[Exercices]:
1. Selon le passage à étudier, qui a créé la musique du film India Song ?
2. Résumez le passage à étudier en deux phrases.

[Passage à étudier]:
◇ ◇ ◇ ◇ ◇ ◇ ◇
Par ailleurs, le phrasé typiquement durassien enchante l’œil du lecteur dans les autres préfaces amicales aussi, où les mots, comme saisis d’un état d’ivresse et de béatitude, se laissent entraîner par la plume folle de l’écrivain. Un exemple parlant est le texte de présentation de disque « Carlos d’Alessio », où l’effet esthétique recherché est celui d’une cascade. L’écrivain commence ce texte par une courte présentation du chanteur Carlos d’Alessio et parle ensuite, tout en détournant le regard du lecteur vers elle, de son film India Song, dont la musique a été crée par ce chanteur. Elle profite alors de cette situation qui la favorise pour énumérer ses lieux et ses thèmes préférés (« Je lui ai expliqué que ce film se passait dans un pays qui nous est inconnu, les Indes coloniales, l’étendue crépusculaire, de lèpre et de faim des amants de Calcutta » 313 ), pour revenir vers la fin à Carlos d’Alessio et à elle aussi, comme si sa présence à elle renforçait et garantissait la valeur du chanteur dont l’origine ne lui était pas très connue, car « il venait du pays de partout ». Ils ont fait le film India Song « complètement ensemble » et Duras termine l’article en parlant toujours de son film, sans la moindre référence au disque qui venait d’être lancé. Le détournement du texte de l’autre dans le sens d’une appropriation est réalisé ici par cet effet de chute de mots en cascade :

‘« […] Le film a été terminé et il est sorti de nos mains, et il nous a quittés, et il est en train de parcourir le monde contenant à jamais dans son être les éclats douloureux arrachés de notre corps, et nous laissant toujours privés de lui car de lui nous serons toujours privés, et de même toujours privés de nous-mêmes ensemble le faisant, nous laissant là, à faire d’autres musiques, d’autres films, d’autres chansons, et à toujours nous aimer aussi fort, tellement, si vous saviez. » 314

Espace de contradictions, d’une part, où le temps s’efface pour permettre à l’écrivain de rester en relation avec son œuvre même après avoir mis un terme à l’acte de création, occasion d’offrir l’œuvre à l’autre et espace du détournement du lecteur dans le sens d’une appropriation de l’œuvre de l’autre, d’autre part, ce ne sont donc que quelques caractéristiques du préfaciel durassien. Ce texte marginal, autographe ou amical, permet au lecteur de Duras une meilleure appréhension de la personnalité littéraire que ce nom représente.
◇ ◇ ◇ ◇ ◇ ◇ ◇
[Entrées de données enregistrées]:
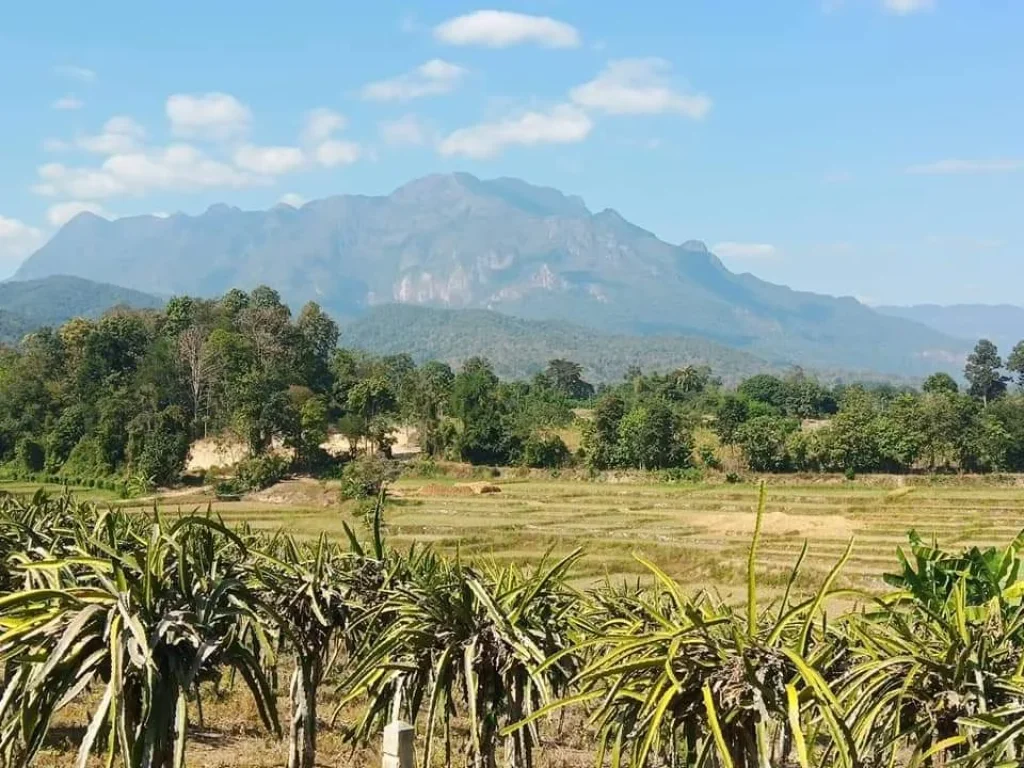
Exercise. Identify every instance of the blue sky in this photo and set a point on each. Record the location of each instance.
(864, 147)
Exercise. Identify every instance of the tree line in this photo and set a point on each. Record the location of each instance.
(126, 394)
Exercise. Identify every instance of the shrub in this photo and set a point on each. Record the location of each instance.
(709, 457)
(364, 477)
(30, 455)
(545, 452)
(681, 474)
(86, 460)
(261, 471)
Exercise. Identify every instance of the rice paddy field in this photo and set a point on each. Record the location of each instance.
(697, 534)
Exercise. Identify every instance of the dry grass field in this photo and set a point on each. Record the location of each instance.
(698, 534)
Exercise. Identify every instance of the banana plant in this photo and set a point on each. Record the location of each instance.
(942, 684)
◇ ◇ ◇ ◇ ◇ ◇ ◇
[Corrigés des exercices]:
1. Le chanteur Carlos d'Alessio.

2. Dans le texte de présentation du disque « Carlos d'Alessio », Duras présente brièvement le chanteur, puis parle de son film India Song, dont il a créé la musique, et termine sans la moindre référence au disque. Ce détournement du texte de l'autre dans le sens d'une appropriation, réalisé par un effet de chute de mots en cascade, compte parmi les caractéristiques du préfaciel durassien, qui permet au lecteur de mieux appréhender la personnalité littéraire de Duras.